- WRITTEN EXERCISE
Return exactly the lines from the one bearing "Mark the dark tree" through the last, and no others. Pictures must be left out.

#### PROVIDED DATA ####

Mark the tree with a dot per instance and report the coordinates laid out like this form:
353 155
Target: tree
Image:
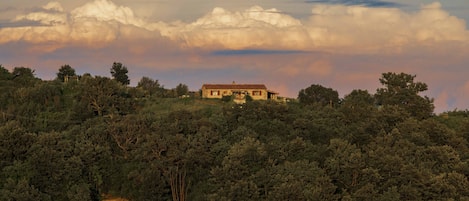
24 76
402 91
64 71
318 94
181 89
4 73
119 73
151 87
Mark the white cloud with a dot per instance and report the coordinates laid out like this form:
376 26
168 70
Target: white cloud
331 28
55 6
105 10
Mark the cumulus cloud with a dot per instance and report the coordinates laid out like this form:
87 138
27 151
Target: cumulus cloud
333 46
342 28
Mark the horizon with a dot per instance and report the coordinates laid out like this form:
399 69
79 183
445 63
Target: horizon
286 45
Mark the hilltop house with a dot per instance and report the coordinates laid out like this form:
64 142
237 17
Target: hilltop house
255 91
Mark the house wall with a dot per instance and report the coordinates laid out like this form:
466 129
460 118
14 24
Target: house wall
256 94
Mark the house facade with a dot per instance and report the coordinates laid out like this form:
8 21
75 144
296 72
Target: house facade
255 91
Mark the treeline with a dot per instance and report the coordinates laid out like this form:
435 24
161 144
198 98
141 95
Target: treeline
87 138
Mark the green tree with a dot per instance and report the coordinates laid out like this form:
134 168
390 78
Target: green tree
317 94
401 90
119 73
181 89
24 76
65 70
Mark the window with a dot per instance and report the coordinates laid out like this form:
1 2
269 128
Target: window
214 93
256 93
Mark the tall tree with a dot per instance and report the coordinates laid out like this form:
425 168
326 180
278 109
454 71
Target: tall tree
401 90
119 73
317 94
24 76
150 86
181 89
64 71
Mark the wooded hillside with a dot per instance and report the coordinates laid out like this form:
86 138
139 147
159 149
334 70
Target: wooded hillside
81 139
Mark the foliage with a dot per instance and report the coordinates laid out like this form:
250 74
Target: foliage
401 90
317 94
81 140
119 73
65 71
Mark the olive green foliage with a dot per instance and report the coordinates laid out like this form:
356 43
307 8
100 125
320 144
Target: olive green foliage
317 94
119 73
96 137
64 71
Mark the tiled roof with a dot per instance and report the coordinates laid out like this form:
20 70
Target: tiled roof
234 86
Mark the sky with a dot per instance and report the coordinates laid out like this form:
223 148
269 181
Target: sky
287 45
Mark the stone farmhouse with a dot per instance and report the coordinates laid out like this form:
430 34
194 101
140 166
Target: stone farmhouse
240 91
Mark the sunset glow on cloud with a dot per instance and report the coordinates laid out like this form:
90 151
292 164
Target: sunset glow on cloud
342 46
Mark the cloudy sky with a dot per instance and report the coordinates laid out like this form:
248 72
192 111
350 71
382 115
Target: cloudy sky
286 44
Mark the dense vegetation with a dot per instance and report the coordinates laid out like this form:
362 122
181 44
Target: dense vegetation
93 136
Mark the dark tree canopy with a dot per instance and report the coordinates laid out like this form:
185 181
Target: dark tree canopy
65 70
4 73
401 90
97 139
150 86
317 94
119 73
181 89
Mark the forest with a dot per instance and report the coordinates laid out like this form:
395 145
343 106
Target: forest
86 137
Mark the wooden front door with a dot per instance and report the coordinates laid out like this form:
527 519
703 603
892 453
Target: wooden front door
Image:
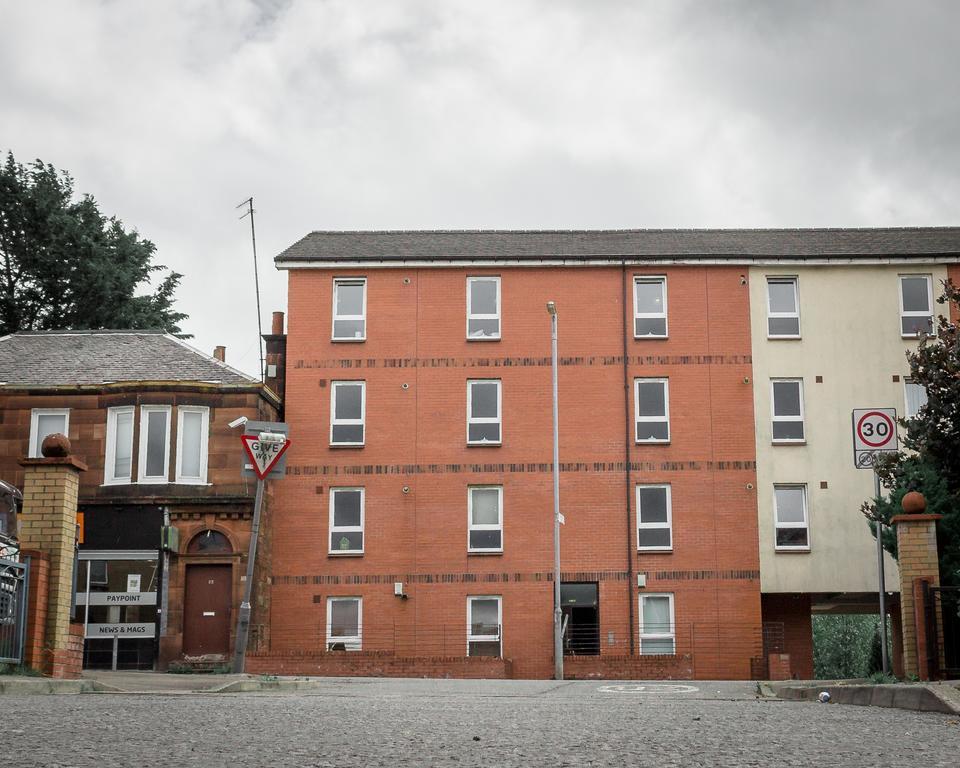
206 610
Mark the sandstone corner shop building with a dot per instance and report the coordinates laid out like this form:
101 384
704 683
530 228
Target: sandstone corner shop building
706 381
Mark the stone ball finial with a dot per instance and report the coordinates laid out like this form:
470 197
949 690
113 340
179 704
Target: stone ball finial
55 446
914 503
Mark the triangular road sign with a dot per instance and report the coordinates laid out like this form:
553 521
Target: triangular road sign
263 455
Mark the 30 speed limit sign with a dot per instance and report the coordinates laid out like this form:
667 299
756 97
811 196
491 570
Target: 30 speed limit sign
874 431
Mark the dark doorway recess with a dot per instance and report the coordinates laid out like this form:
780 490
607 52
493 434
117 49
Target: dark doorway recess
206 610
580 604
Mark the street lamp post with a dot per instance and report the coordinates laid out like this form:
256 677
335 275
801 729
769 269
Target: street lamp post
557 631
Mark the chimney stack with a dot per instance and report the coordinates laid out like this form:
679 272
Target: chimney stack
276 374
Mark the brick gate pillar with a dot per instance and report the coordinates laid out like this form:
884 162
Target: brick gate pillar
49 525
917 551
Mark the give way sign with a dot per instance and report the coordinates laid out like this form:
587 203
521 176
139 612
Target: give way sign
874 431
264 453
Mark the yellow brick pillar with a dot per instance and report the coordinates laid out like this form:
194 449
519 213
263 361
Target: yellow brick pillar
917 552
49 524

####

- THE ANSWER
Mark the dark tree canopy with a dot per instance and report the coordinates laid out like this form:
185 181
Target: dark tree canopy
65 70
4 73
401 90
97 139
150 86
317 94
119 73
181 89
Mark the forest with a dot per instance and report the coordinates laid out like this form:
395 145
343 106
Target: forest
86 137
Mark the wooden front door with a dot per instance and report the coordinates laid out like this form:
527 519
703 603
892 453
Target: wooden front door
Image:
206 610
Mark the sandstone corner shop building with a dot per instance and report the coordinates laid out like this form:
101 384
704 683
530 228
Target: sandstone corner shop building
706 381
Mark the stone ball finial with a dot per instance and report the coordinates laid out like this form:
470 197
949 690
113 340
179 704
Target: stone ball finial
55 446
914 503
Mark the triangular road sign with a dot per instance and report the coordinates laid out like this form:
553 521
Target: triangular road sign
263 455
Mark the 30 speed limit sign with a dot per instance and report the coordinates laid out like this form:
667 299
756 97
811 196
491 570
Target: 30 speed limit sign
874 431
Mark the dark doorway recess with a dot per instance and report the coordinates laid out like this form:
780 490
607 52
493 434
117 49
Target: dark doorway recess
206 610
580 604
Mark the street lamp post with a dot per instance and report the coordinates laid out like this form:
256 677
335 275
801 729
769 269
Target: street lamp post
557 631
Mark the chimney stack with a dot per instance and report the coordinates laid out like this form:
679 272
Target: chimney stack
276 374
Mark the brick gate pillar with a dot per instance and report the coordinates laid out like this form:
884 162
Target: brick gate pillar
49 525
917 551
Mark the give way sign with a dot per instance and report the coordinates laid out like this form:
587 203
521 176
139 612
Target: give way sign
874 431
264 453
Mark the yellow brick pillar with a dot per instance and report the coordinates laid out like this form:
194 449
519 213
263 361
Target: yellow brick pillar
917 552
49 524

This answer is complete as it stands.